Data records
==================================================

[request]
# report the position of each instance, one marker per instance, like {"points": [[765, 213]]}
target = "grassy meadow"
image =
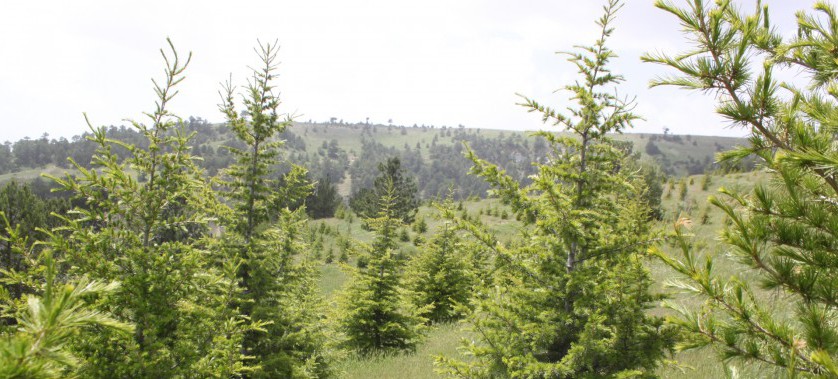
{"points": [[679, 200]]}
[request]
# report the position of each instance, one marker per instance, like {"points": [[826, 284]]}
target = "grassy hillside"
{"points": [[308, 144], [444, 340]]}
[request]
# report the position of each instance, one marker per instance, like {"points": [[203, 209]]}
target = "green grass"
{"points": [[441, 340], [445, 340]]}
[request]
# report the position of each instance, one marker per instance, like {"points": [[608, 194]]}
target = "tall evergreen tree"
{"points": [[783, 234], [324, 200], [136, 233], [375, 314], [440, 278], [570, 297], [277, 281], [367, 202]]}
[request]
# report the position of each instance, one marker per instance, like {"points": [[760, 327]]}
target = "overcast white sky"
{"points": [[439, 62]]}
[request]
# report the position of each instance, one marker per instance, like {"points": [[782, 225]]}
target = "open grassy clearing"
{"points": [[444, 340]]}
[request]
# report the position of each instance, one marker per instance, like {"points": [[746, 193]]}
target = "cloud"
{"points": [[432, 62]]}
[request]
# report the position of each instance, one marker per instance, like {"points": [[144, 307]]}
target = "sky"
{"points": [[432, 62]]}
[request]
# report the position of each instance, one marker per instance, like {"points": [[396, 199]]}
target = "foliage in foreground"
{"points": [[785, 234], [570, 298], [263, 237]]}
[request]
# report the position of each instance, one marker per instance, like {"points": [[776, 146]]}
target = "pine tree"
{"points": [[277, 281], [366, 202], [783, 234], [375, 315], [570, 296], [440, 278], [324, 200], [39, 346], [148, 237]]}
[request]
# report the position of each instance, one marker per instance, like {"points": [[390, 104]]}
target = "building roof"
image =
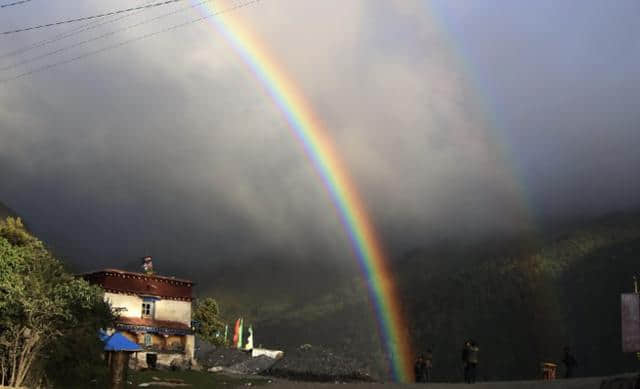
{"points": [[119, 342], [151, 325], [120, 281]]}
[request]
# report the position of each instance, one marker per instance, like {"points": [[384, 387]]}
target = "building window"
{"points": [[147, 340], [147, 309]]}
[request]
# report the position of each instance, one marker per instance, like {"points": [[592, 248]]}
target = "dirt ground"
{"points": [[577, 383]]}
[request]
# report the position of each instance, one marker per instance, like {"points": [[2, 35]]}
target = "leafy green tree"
{"points": [[206, 314], [40, 305]]}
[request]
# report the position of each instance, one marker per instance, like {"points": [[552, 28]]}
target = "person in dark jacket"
{"points": [[569, 362], [420, 369], [472, 361], [428, 361], [465, 360]]}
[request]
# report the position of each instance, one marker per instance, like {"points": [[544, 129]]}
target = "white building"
{"points": [[153, 311]]}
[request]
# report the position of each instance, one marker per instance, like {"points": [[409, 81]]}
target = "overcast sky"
{"points": [[454, 118]]}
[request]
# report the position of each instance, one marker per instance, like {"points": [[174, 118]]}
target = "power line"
{"points": [[126, 42], [147, 6], [85, 27], [14, 3], [105, 35]]}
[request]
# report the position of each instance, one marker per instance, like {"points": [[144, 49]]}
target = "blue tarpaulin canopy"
{"points": [[119, 342]]}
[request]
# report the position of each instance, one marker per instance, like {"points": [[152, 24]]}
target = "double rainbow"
{"points": [[320, 150]]}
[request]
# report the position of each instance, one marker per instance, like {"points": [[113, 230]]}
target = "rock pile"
{"points": [[224, 357], [313, 363]]}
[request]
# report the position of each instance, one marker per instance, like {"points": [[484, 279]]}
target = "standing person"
{"points": [[569, 362], [465, 359], [428, 360], [472, 361], [419, 369]]}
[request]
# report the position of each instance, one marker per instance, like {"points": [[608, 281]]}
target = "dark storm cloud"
{"points": [[170, 146]]}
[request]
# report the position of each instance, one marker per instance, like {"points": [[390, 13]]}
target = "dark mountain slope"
{"points": [[522, 301]]}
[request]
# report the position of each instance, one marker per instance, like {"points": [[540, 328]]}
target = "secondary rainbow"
{"points": [[351, 209]]}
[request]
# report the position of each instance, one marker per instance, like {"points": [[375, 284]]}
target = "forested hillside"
{"points": [[522, 301]]}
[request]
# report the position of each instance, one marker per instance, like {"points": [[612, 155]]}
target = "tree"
{"points": [[40, 303], [206, 314]]}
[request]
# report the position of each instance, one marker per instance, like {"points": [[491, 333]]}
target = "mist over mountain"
{"points": [[5, 212], [522, 301], [475, 139]]}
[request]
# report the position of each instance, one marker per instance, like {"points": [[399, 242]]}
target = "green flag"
{"points": [[249, 345], [239, 345]]}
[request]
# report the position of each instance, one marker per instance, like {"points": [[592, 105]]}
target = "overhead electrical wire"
{"points": [[14, 3], [102, 36], [85, 27], [102, 15], [126, 42]]}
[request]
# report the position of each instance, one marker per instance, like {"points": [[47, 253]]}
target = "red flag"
{"points": [[235, 332]]}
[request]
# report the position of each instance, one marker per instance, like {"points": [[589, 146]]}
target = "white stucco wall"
{"points": [[173, 310], [132, 303]]}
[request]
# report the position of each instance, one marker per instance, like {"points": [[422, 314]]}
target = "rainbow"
{"points": [[320, 150]]}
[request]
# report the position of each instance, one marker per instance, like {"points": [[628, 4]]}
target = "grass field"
{"points": [[195, 380]]}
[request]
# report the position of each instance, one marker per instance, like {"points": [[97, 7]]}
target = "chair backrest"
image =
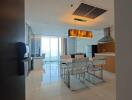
{"points": [[79, 63], [79, 56]]}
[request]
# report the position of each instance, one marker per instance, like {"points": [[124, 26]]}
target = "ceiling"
{"points": [[55, 16]]}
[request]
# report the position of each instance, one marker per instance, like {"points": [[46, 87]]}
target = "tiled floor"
{"points": [[46, 84]]}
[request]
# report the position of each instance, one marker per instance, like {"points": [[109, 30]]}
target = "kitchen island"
{"points": [[110, 61]]}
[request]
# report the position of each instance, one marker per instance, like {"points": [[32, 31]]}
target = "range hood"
{"points": [[107, 37]]}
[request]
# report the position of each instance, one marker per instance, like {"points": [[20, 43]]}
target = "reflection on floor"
{"points": [[47, 85]]}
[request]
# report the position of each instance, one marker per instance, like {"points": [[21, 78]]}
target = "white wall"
{"points": [[71, 45], [83, 43], [123, 29]]}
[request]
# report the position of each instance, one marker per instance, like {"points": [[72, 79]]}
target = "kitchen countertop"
{"points": [[105, 54]]}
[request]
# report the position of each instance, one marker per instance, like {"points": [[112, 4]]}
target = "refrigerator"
{"points": [[91, 50]]}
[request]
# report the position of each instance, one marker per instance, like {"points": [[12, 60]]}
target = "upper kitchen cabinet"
{"points": [[106, 47]]}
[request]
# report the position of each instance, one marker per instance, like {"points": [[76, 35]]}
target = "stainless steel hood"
{"points": [[107, 37]]}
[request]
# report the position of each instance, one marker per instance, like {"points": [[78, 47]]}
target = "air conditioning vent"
{"points": [[88, 11]]}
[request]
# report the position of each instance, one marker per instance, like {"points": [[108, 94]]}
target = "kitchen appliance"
{"points": [[91, 50]]}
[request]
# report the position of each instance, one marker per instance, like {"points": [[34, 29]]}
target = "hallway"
{"points": [[47, 85]]}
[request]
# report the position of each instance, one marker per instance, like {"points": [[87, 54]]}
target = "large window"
{"points": [[51, 47]]}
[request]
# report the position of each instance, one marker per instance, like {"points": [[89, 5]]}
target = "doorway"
{"points": [[51, 48]]}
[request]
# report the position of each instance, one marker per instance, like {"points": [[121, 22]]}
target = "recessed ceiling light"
{"points": [[81, 20]]}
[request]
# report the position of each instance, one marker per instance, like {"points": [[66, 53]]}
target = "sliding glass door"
{"points": [[51, 47]]}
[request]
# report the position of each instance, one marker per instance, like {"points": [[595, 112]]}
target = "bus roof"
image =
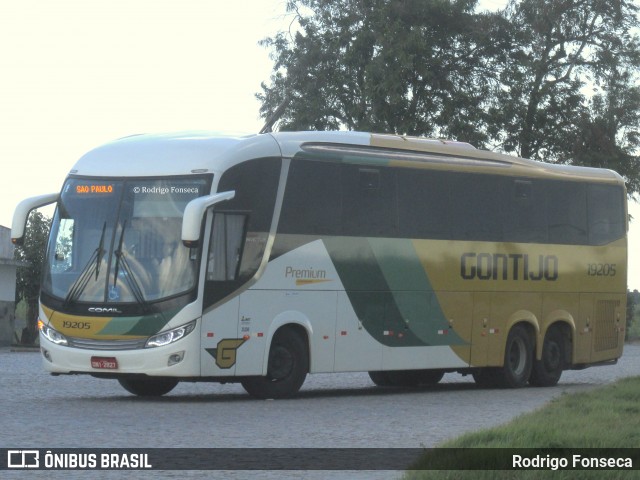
{"points": [[199, 152]]}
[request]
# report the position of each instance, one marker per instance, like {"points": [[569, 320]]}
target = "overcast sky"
{"points": [[78, 73]]}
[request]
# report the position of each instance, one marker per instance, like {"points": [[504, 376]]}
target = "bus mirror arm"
{"points": [[194, 212], [21, 214]]}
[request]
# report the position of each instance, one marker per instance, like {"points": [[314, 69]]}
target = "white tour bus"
{"points": [[259, 259]]}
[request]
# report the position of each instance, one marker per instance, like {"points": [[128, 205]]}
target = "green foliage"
{"points": [[548, 80], [632, 313], [33, 253]]}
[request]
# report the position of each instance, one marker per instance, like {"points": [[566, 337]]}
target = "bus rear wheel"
{"points": [[148, 386], [518, 359], [547, 371], [287, 368], [518, 363]]}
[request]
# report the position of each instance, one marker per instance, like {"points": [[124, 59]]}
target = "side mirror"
{"points": [[21, 213], [194, 212]]}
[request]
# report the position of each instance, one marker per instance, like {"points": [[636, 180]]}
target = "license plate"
{"points": [[106, 363]]}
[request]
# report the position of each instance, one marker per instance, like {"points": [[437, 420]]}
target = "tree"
{"points": [[561, 49], [412, 67], [32, 252], [518, 80]]}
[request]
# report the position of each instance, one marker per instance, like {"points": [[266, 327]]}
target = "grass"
{"points": [[607, 418], [634, 330]]}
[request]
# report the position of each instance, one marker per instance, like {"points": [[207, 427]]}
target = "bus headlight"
{"points": [[170, 336], [52, 335]]}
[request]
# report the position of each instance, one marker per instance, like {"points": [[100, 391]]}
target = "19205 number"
{"points": [[81, 325], [601, 269]]}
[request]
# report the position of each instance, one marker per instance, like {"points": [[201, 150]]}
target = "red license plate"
{"points": [[107, 363]]}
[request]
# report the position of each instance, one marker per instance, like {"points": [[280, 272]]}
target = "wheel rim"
{"points": [[281, 363], [518, 356]]}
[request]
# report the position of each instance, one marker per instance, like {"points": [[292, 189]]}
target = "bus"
{"points": [[260, 259]]}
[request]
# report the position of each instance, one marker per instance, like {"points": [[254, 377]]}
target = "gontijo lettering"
{"points": [[511, 266]]}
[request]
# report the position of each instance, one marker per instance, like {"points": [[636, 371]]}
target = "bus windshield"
{"points": [[118, 241]]}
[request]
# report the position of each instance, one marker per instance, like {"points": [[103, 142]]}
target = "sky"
{"points": [[75, 74]]}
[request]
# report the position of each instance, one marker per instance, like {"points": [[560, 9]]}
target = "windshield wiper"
{"points": [[93, 264], [128, 273]]}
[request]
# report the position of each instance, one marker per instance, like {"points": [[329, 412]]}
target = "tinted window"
{"points": [[423, 204], [369, 201], [606, 214], [525, 212], [312, 199], [476, 207], [567, 212]]}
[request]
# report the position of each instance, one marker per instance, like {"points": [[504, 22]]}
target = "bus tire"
{"points": [[518, 359], [148, 386], [287, 368], [547, 371]]}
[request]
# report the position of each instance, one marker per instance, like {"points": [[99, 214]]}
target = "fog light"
{"points": [[46, 354], [175, 358]]}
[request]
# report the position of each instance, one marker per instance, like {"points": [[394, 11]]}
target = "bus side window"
{"points": [[225, 246], [525, 213], [369, 202], [605, 207]]}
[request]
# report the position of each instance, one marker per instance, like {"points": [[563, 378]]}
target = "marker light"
{"points": [[52, 335], [170, 336]]}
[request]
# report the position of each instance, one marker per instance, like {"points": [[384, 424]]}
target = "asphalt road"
{"points": [[340, 410]]}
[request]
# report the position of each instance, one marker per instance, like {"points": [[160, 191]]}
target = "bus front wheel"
{"points": [[148, 386], [287, 368]]}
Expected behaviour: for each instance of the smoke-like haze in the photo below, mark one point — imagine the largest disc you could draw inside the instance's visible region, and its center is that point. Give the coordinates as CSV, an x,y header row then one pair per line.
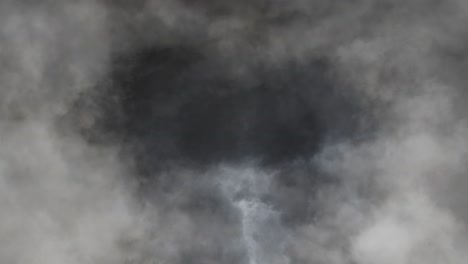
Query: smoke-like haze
x,y
216,131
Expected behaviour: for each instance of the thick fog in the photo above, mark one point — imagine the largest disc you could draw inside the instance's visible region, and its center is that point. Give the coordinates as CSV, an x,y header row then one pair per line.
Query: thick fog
x,y
242,132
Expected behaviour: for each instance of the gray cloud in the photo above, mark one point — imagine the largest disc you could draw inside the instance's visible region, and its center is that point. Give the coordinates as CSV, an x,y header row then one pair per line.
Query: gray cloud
x,y
233,132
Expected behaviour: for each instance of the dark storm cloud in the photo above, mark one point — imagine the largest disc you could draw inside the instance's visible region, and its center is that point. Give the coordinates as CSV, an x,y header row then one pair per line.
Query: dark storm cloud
x,y
215,131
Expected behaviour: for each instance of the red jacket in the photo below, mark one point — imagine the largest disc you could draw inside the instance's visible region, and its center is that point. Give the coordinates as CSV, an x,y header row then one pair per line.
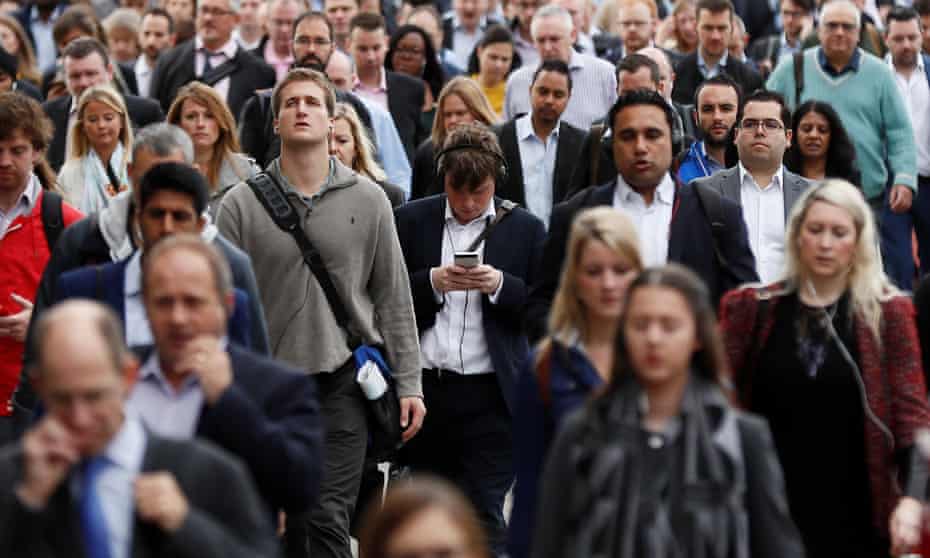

==================================================

- **WHAT THE EXERCISE ASKS**: The answer must be all the lines above that hold the word "roof".

- **REPLY**:
target = "building roof"
target = "bus roof"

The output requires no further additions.